Page>
━━━━━━━━

First Congregational Church, 140 South Main Street, Wellington, Ohio. Photo by author.
It is impossible to study the history of Wellington, Ohio without learning something about the history of the Congregational Church in this community. I am in no way qualified to speak to the complex theological and political issues that shaped the church’s evolution across the nineteenth century. Those interested in a detailed examination of antebellum Presbyterian and Congregational reform movements, for example, should review the work of my fellow blogger and Wellington historian, Joshua Fahler.
I am interested in architecture as material culture, however, and so I have been tracing the different church facilities erected in the village since its settlement in 1818. The Congregational churches are particularly interesting in the ways in which they interweave with the overall development of the town.
Secondary sources often identify the first place of worship of the ‘Church of Wellington’ at what is now the intersection of North Main Street and East Herrick Avenue. The History of Lorain County, Ohio (1879) recorded, “The first place of meeting was a log school house at the center, where the brick block on the corner now stands” (pg. 354). Rev. W. E. Barton’s A History of the First Congregational Church of Wellington, Ohio (1892) concurred: “The first meeting house was a log school-house standing on the corner where J. S. Mallory & Co’s store is now located” (pg. 24). Robert Walden wrote in the mid-twentieth century, “The first church at the center of Wellington was DeWolf’s Temperance. It was open for services April 20, 1824, in a log building at the corner of Public Square and North Main Street. The building was called DeWolf’s Temperance Tavern and was just what its name implied–a temperance lodging where no liquor was for sale” (Robert Walden Notebook, #A158).

━━━━━━━━

Written tasks>
1/ In the Wellington church history, on what date did DeWolf's Temperance open for services, according to Robert Walden?
2/ Write the next paragraph of the piece on Wellington's Congregational church buildings, picking up after its final sentence.

Collected material>
━━━━━━━━

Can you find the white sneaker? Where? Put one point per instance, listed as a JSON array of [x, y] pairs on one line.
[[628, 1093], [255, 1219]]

━━━━━━━━

Answers to each task>
1/ April 20, 1824

2/
Neither Walden nor either of the other volumes offer any documentary evidence to support their assertions. The specific date that Walden cites–April 20, 1824–was the date on which a church body was officially constituted in the village. In the earliest days, services rotated among the private homes of members, including that of Amos Adams, as the unpublished manuscript records of the group show. They also met in the “Center School House at Wellington” on at least one occasion in November 1825. It was not until three years after constitution, in May 1827, that the congregants voted to receive “Mr. Matthew D. Wolf and his Wife Mary…from the Church of Otis” (Records of the First Congregational Church…, unpublished mss., pg. 11).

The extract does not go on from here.